====== MATERIAL FOR THE TASK ======

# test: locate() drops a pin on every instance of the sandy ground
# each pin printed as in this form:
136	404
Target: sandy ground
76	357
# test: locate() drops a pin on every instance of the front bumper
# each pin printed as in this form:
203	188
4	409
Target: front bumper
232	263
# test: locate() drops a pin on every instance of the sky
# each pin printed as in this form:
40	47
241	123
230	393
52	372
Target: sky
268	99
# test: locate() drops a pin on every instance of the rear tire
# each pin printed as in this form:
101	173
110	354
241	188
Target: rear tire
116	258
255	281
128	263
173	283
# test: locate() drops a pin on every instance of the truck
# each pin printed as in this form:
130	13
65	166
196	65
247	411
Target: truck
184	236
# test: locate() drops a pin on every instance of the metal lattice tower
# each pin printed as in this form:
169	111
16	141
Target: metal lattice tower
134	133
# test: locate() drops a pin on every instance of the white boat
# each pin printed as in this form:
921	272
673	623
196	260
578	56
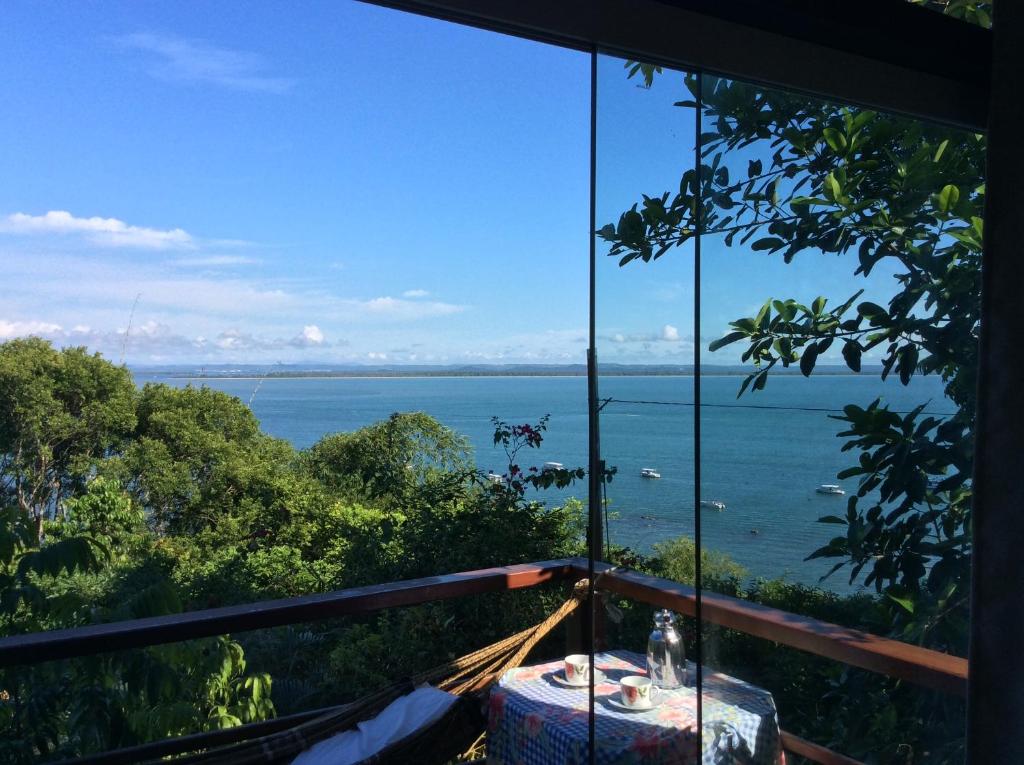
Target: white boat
829	489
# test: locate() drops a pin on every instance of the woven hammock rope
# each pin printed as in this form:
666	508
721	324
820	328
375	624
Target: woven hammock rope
466	677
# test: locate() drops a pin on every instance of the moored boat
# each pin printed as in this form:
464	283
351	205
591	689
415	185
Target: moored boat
829	489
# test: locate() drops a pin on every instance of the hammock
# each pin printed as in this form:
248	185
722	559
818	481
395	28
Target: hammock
449	736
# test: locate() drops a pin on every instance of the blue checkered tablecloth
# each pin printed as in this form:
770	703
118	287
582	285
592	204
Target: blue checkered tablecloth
536	720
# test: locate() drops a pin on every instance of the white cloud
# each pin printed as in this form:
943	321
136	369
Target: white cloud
311	336
109	231
180	59
215	260
404	309
9	330
669	334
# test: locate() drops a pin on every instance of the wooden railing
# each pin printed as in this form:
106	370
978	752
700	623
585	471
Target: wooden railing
920	666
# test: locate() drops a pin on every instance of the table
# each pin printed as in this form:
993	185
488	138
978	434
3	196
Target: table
535	720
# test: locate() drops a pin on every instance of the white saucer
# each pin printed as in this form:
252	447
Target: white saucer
559	677
615	702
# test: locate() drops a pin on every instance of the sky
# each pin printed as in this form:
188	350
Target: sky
338	183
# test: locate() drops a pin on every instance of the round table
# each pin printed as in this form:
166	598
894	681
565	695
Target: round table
537	720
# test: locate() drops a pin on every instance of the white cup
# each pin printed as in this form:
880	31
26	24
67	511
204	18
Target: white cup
578	669
636	691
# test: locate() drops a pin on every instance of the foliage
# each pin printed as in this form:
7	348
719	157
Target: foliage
394	459
905	198
197	455
99	564
60	413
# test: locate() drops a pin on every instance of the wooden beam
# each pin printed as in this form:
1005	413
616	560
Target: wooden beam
995	700
921	666
885	54
81	641
814	752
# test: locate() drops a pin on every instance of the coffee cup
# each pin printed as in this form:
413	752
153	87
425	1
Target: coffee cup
636	691
578	669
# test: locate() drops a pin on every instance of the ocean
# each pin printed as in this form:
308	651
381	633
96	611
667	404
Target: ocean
764	462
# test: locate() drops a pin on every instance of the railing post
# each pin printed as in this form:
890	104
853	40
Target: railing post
995	685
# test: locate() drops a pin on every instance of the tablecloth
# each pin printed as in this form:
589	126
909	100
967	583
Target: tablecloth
536	720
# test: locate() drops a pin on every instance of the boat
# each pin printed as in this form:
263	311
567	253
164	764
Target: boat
829	489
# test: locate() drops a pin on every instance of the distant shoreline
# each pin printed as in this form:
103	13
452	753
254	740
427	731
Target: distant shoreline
462	373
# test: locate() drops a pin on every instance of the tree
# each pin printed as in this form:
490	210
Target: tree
197	455
394	458
828	179
61	412
101	563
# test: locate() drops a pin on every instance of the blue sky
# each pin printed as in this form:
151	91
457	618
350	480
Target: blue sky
335	182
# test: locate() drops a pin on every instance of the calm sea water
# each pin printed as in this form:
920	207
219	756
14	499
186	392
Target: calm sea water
763	463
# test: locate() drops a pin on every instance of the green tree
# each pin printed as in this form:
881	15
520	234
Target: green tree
101	563
395	458
61	412
197	456
829	179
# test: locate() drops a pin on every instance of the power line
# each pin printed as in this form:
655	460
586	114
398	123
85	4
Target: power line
705	405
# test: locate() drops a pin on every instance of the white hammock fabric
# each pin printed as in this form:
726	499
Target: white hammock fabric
402	717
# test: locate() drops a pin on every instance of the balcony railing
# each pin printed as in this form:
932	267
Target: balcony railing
921	666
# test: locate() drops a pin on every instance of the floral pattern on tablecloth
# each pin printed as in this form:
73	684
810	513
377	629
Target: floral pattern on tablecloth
536	720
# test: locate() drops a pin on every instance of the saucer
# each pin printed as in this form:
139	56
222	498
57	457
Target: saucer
616	702
559	677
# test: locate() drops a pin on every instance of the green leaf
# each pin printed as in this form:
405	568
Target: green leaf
768	243
832	187
723	341
869	310
904	601
835	139
763	315
808	358
851	354
948	198
978	224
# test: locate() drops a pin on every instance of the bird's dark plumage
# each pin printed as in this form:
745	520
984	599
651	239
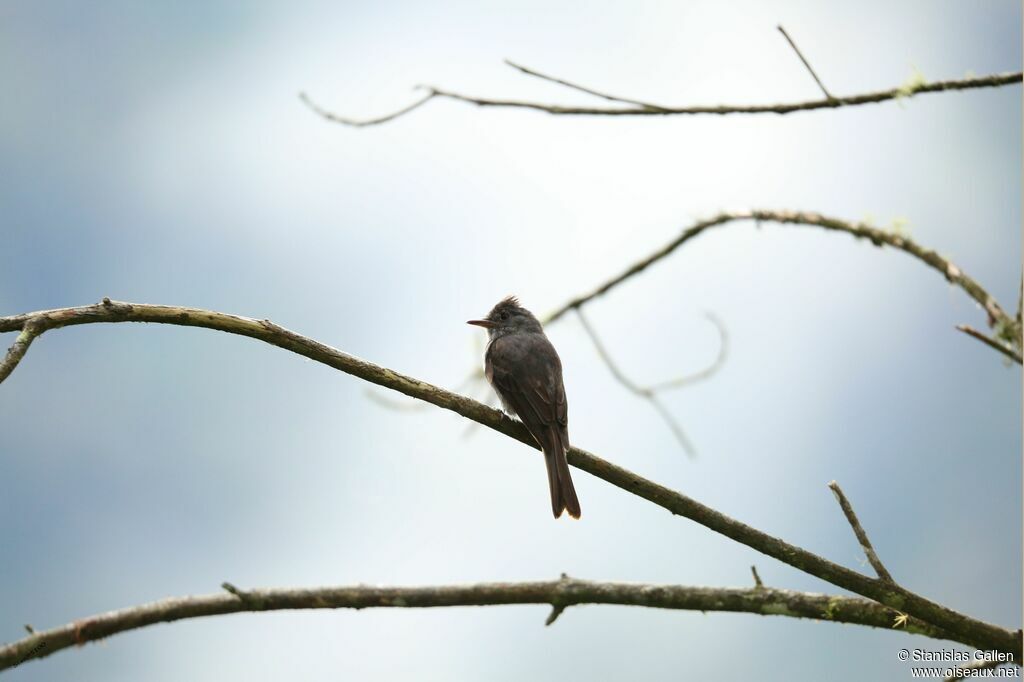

======

PROBLEM: Starting at the line that contains "bird's dark plumage" and ending at the close of the entries, recast those lines as a numbered list, omitting blank lines. Leave the pictures out of the answer.

WRITTEN REPLY:
1. # test: locate() drops a pin on every instance of the bird's dark plumage
2. # each pin printed as in this form:
3. 745	520
4. 984	599
5. 651	239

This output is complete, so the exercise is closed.